# [Task directions]
What is needed here is an exact printout of the data, with no pictures included.

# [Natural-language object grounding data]
--------------------------------------------------

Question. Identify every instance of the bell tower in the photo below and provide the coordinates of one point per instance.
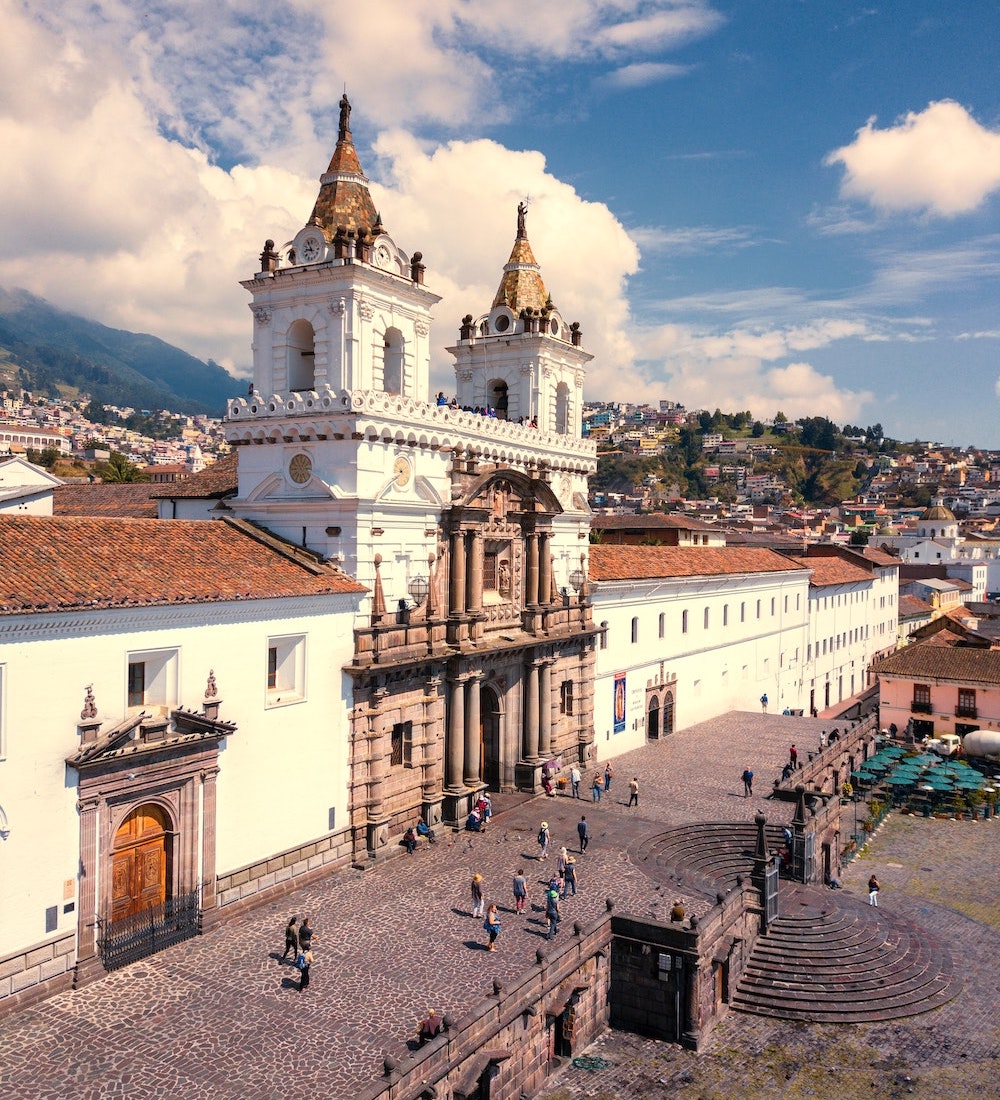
(523, 360)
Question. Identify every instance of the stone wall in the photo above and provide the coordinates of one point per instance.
(518, 1035)
(673, 981)
(36, 972)
(275, 875)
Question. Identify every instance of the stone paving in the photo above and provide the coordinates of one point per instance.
(220, 1016)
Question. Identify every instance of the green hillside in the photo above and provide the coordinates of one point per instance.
(58, 354)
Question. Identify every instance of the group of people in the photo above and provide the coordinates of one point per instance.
(298, 941)
(479, 816)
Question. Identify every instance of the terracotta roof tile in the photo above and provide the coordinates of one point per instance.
(635, 563)
(52, 563)
(130, 499)
(952, 662)
(218, 480)
(830, 571)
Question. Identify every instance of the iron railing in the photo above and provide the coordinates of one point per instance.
(141, 934)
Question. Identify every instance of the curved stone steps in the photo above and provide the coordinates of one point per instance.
(707, 858)
(839, 961)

--------------------------------------------------

# [Answer section]
Question. Identify every instance of the bell tower in the photo below and provide the coordinates of one point per instance.
(523, 360)
Question. Identify every instance of the stone wall in the photo above and provide the coordinates of one point per instance.
(518, 1035)
(673, 981)
(36, 972)
(275, 875)
Question. Identify every instance of the stone paving in the photo above and provide the coordinates of one point per instance.
(220, 1016)
Question. Identify every instance of the green hillside in the photo above and provide the coordinates of one point per instance.
(58, 354)
Question. Identify every instance of the group of people in the photo above and provide the coordinates of one point per instance.
(298, 941)
(479, 816)
Question. Identify every instance of the terracotta roof tile in the photo above and provide the coordinates of one point per instance.
(635, 563)
(52, 563)
(130, 499)
(952, 662)
(218, 480)
(830, 571)
Question. Identify every instance of the iron railing in the photo above and provide the coordinates of one point per instance.
(141, 934)
Question. Identify every instance of the curved stone steps in the photo above and provide the coordinates of one point per instance.
(707, 858)
(839, 961)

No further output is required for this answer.